— begin Task inputs —

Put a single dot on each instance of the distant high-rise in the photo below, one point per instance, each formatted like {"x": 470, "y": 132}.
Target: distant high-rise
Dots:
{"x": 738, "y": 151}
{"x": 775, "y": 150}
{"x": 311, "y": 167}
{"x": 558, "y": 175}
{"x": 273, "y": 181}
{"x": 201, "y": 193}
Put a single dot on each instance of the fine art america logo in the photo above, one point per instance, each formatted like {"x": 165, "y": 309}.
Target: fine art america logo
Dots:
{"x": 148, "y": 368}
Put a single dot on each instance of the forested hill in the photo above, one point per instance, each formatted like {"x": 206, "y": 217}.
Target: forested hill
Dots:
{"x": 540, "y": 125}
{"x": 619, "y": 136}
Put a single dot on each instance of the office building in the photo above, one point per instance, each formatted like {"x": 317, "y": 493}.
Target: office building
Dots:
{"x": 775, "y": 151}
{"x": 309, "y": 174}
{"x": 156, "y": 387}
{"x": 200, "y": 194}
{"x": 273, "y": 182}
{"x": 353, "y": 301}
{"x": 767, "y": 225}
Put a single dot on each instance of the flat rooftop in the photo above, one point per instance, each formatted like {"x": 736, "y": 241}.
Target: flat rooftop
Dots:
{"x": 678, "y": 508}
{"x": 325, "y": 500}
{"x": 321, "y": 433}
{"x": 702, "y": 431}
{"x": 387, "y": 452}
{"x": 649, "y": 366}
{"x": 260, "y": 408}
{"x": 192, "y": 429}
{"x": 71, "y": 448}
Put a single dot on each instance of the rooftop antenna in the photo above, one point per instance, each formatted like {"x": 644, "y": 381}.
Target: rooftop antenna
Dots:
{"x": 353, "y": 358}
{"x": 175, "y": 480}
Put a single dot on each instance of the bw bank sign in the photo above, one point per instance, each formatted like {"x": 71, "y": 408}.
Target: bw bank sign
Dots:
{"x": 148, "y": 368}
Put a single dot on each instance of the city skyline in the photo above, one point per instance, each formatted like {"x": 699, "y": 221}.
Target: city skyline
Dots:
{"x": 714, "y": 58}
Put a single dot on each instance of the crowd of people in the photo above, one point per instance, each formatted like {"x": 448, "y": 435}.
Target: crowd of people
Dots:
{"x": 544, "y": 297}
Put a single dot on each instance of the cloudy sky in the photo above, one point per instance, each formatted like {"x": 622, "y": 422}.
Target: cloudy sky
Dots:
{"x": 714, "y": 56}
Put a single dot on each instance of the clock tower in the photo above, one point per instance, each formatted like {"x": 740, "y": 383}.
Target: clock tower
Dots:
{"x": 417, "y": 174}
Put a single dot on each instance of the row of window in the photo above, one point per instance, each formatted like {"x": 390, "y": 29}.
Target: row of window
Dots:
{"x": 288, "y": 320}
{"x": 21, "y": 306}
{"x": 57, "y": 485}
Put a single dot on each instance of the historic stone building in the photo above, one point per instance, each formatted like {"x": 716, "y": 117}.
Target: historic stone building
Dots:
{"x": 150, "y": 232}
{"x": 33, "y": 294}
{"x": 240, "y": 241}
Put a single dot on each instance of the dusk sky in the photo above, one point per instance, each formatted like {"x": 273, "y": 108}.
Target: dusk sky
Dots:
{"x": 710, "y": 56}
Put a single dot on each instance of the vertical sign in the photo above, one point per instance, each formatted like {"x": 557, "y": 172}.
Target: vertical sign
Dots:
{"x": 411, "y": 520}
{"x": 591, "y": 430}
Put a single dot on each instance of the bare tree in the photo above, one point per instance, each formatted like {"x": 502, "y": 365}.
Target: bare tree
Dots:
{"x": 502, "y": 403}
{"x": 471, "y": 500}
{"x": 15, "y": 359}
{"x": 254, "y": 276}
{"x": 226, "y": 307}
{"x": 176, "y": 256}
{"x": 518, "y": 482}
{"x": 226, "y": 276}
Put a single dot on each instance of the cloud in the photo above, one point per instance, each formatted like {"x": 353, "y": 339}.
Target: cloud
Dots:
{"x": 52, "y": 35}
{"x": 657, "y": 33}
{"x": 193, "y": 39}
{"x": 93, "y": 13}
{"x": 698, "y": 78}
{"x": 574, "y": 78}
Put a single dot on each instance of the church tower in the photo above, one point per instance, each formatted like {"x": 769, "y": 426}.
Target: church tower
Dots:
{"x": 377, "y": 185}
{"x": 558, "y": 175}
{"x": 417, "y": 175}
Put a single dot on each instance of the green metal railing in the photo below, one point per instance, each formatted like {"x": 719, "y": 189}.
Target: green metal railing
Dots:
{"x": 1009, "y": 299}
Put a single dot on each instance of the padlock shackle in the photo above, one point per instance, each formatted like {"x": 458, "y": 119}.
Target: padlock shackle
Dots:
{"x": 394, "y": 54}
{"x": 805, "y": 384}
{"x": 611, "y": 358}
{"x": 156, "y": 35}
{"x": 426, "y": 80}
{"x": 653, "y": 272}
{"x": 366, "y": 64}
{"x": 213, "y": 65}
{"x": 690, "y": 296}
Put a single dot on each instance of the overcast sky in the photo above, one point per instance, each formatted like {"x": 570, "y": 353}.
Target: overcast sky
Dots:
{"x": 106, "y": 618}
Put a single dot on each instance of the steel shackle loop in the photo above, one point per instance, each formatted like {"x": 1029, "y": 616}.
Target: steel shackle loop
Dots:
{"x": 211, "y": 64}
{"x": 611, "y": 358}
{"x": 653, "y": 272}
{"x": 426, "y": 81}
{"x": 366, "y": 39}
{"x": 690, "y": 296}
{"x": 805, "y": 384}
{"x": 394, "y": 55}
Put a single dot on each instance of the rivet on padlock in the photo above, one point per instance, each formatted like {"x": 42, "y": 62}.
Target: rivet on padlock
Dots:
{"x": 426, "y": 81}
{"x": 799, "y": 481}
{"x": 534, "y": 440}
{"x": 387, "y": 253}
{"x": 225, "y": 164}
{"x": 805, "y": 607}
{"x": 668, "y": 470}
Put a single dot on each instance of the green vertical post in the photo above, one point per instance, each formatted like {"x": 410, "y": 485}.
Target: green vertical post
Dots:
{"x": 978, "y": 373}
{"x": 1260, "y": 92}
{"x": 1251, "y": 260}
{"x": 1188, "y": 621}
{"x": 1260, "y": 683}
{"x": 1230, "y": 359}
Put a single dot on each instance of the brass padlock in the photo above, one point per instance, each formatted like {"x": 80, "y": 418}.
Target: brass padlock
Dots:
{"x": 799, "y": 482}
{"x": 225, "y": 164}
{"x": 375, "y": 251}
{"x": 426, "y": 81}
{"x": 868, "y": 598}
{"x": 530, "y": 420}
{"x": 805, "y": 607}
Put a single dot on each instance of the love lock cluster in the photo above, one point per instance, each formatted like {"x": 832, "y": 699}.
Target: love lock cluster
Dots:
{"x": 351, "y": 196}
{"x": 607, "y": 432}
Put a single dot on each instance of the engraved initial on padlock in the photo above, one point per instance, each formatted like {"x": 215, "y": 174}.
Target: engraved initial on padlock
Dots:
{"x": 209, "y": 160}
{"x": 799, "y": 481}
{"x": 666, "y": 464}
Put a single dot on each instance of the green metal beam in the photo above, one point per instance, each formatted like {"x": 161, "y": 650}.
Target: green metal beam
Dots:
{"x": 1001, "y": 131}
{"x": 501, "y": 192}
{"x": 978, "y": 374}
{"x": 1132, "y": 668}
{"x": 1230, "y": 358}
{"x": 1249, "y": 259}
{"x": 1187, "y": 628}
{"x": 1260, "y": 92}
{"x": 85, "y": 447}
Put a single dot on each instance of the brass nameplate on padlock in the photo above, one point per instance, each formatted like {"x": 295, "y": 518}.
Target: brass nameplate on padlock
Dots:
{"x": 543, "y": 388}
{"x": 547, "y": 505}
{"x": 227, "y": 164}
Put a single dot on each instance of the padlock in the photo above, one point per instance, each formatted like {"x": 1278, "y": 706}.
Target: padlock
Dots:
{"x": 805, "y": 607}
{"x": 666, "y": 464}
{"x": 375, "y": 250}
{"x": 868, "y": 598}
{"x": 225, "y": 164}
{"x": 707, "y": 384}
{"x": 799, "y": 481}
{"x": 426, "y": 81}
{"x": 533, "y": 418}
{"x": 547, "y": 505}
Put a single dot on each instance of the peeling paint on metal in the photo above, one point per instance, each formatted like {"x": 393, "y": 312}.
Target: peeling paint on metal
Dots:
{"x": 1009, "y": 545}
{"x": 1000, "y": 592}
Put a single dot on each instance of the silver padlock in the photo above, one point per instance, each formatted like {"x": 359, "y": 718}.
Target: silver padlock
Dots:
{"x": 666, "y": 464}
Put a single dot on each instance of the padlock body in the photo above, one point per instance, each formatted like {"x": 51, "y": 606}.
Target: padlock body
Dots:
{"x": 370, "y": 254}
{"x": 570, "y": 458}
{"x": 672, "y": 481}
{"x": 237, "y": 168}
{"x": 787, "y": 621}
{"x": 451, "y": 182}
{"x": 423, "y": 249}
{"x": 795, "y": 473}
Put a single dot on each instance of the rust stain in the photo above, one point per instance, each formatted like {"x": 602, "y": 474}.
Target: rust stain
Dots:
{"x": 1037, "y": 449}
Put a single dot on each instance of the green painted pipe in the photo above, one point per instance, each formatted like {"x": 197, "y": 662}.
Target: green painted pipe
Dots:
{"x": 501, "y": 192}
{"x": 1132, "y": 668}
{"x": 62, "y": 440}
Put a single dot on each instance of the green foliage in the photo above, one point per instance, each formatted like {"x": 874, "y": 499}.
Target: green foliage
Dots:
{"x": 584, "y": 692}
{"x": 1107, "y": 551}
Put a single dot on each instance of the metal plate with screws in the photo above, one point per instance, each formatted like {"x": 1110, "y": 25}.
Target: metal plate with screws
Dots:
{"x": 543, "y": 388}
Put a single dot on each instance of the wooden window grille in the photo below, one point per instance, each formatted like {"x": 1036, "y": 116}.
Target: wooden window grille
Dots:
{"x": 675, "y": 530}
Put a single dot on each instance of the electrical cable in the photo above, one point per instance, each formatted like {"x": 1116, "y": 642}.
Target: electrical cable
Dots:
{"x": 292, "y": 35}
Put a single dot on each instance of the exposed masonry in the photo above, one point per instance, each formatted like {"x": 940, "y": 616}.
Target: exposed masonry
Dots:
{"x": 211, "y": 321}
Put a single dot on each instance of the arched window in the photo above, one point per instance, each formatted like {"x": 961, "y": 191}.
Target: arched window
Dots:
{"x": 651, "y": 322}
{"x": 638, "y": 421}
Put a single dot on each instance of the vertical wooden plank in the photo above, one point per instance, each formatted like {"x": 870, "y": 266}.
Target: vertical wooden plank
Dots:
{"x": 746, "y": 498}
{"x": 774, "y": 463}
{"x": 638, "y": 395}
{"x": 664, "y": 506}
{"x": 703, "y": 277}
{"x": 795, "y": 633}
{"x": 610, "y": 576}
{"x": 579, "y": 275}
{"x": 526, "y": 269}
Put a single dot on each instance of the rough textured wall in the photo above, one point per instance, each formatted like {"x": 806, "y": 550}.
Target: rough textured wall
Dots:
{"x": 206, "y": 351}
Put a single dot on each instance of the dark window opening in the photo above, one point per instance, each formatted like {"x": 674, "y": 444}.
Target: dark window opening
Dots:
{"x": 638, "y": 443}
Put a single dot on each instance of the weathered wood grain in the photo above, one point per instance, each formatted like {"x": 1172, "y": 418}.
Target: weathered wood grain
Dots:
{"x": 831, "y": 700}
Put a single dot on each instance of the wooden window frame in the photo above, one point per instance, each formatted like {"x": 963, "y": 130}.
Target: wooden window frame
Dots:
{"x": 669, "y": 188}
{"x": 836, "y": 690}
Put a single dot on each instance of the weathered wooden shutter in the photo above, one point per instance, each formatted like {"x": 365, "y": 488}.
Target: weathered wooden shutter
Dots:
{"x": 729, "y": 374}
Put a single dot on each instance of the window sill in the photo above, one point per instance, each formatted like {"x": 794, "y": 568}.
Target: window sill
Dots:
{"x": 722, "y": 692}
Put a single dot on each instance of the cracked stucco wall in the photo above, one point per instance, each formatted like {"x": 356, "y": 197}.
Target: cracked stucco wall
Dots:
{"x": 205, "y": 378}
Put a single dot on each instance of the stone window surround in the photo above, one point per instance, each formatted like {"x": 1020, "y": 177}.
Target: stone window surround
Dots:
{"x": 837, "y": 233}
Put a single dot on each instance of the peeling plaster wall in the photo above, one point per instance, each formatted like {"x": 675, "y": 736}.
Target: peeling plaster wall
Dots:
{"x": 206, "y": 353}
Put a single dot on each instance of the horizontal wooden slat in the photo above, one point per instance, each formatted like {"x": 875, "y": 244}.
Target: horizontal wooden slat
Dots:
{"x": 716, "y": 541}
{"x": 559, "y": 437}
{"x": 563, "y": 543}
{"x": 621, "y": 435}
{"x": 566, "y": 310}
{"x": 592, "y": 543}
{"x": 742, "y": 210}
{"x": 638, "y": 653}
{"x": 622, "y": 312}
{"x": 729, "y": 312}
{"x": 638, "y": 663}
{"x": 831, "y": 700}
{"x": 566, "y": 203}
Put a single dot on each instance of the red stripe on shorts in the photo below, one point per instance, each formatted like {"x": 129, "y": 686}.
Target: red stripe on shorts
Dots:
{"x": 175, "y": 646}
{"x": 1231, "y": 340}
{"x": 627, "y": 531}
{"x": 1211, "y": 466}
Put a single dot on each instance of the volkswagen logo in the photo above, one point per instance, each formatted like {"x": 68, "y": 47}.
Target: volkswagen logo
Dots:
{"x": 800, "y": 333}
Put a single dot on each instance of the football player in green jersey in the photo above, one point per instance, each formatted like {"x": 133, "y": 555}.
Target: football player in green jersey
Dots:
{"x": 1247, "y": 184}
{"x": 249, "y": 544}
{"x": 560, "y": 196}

— end Task inputs —

▶ _What you need to do_: Give back exactly the lines from the line containing "Put a single dot on each instance of the volkswagen" to the end of the entries, and no other lines.

▶ _Output for this exercise_:
Put a single dot on each instance of the volkswagen logo in the photo above, one point per instance, each formatted like {"x": 68, "y": 47}.
Target: volkswagen logo
Dots:
{"x": 800, "y": 333}
Put a single dot on each instance of the football player in green jersey in the photo above, one point per instance, each formatted like {"x": 133, "y": 555}.
Target: football player in green jersey
Dots:
{"x": 1247, "y": 184}
{"x": 249, "y": 544}
{"x": 560, "y": 196}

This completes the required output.